Please restate, word for word, the lines below that begin at the one with "Pretty please, detect the candle" and end at the one with "Pretty please, detect the young". Leave out all other lines.

[Items from a dataset]
--------------------
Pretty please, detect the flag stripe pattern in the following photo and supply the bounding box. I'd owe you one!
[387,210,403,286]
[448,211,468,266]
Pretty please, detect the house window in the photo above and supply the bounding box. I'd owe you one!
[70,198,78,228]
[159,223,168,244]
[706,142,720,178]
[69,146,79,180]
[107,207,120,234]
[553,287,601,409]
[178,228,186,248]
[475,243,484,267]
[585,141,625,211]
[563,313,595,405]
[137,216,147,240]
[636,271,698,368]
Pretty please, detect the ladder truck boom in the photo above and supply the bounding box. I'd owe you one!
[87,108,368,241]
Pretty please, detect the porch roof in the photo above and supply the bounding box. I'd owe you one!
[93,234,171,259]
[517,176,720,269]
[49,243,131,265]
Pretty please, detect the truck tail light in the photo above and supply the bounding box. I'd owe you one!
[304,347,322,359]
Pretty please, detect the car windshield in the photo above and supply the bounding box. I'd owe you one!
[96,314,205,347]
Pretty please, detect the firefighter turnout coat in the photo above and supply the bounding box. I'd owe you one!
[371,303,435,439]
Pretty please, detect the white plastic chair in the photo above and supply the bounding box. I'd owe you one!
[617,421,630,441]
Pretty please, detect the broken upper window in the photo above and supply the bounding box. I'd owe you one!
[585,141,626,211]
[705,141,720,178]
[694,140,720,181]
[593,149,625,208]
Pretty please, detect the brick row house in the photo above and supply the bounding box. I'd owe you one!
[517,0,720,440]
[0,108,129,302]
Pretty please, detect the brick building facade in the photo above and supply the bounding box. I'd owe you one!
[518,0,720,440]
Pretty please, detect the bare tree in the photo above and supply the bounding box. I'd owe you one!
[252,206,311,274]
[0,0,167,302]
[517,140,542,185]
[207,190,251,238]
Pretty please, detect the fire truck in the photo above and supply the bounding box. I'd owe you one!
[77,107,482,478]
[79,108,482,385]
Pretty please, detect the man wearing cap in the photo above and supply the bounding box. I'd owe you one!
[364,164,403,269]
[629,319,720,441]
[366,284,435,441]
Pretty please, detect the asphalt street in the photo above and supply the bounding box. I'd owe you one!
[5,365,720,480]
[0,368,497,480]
--------------------
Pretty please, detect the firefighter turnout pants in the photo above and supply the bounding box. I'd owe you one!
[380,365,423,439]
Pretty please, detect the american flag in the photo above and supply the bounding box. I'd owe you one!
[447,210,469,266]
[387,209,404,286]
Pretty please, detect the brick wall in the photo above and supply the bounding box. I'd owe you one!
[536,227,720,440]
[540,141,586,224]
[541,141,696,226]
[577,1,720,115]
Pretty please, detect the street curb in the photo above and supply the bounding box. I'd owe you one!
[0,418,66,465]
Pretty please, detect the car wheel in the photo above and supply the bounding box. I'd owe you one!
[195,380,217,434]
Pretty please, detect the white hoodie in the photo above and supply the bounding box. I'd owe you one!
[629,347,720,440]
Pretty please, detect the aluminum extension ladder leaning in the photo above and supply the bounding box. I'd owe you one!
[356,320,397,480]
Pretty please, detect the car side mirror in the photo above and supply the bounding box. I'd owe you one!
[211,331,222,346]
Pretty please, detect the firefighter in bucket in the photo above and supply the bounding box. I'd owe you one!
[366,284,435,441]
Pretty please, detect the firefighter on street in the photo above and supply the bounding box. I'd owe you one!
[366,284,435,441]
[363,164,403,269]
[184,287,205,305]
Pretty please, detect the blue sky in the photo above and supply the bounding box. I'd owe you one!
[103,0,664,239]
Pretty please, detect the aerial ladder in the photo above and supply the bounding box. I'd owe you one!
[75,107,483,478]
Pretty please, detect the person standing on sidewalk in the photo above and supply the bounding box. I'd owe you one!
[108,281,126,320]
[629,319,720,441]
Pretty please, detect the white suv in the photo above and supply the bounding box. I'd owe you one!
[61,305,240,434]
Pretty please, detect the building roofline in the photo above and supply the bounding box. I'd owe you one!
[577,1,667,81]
--------------------
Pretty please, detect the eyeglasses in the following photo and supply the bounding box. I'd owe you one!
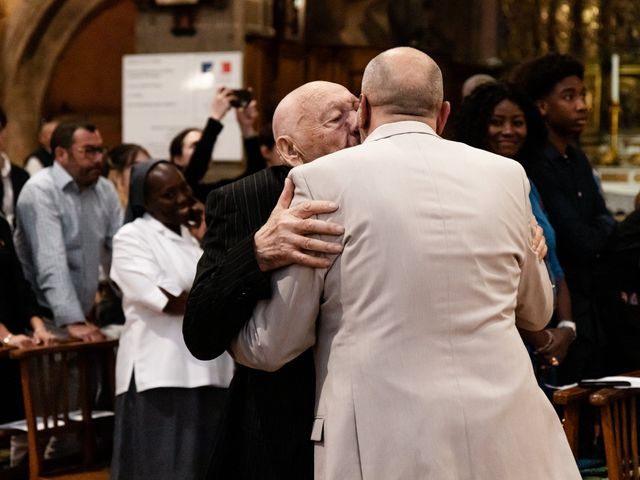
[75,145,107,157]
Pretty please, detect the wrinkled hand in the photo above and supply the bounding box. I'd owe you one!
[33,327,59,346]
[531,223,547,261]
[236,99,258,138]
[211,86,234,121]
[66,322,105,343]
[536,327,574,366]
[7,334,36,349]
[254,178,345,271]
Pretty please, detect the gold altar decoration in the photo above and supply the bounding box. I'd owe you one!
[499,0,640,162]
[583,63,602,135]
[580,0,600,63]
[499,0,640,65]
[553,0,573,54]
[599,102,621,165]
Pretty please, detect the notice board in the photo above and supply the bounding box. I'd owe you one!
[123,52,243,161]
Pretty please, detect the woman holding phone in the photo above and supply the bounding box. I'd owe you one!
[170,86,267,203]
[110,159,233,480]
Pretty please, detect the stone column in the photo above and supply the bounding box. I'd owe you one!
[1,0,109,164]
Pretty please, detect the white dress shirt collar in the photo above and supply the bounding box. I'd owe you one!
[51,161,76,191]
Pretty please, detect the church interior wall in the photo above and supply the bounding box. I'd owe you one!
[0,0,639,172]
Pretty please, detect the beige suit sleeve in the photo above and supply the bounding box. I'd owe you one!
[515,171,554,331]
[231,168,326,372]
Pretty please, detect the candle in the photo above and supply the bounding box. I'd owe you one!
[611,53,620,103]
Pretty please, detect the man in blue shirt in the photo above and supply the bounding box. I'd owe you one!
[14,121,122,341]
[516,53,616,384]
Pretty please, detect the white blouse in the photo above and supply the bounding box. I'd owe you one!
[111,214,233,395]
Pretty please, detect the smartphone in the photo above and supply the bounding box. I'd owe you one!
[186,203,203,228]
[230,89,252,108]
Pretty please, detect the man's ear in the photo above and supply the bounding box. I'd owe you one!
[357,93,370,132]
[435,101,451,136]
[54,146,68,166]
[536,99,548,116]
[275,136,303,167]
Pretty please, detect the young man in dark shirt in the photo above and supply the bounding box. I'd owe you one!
--------------------
Answer box:
Pretty please, detect the candle in the photo above and supply the bounding box. I'd owe you one!
[611,53,620,103]
Pretty please, detect the man in blue shirt in the photo above and supply the bounding box. I'd owe you one!
[14,121,122,341]
[516,53,616,384]
Pretty please, detect the white blouse in the photo above and supply the bounding box. I'd owe you one!
[111,214,233,395]
Pretty please, detect the smartphone in the photo above and supply the bounding box. I'd owe you one!
[186,203,203,228]
[230,89,252,108]
Pretty please, detect the man's ear in the photo above and supply the bounding box. I'd owe you one!
[357,93,370,132]
[435,101,451,136]
[54,146,68,166]
[536,99,548,116]
[275,136,303,167]
Pretty please, detect the young man in dark shirt in the photo above and supply the bounding box. I'd owe you one!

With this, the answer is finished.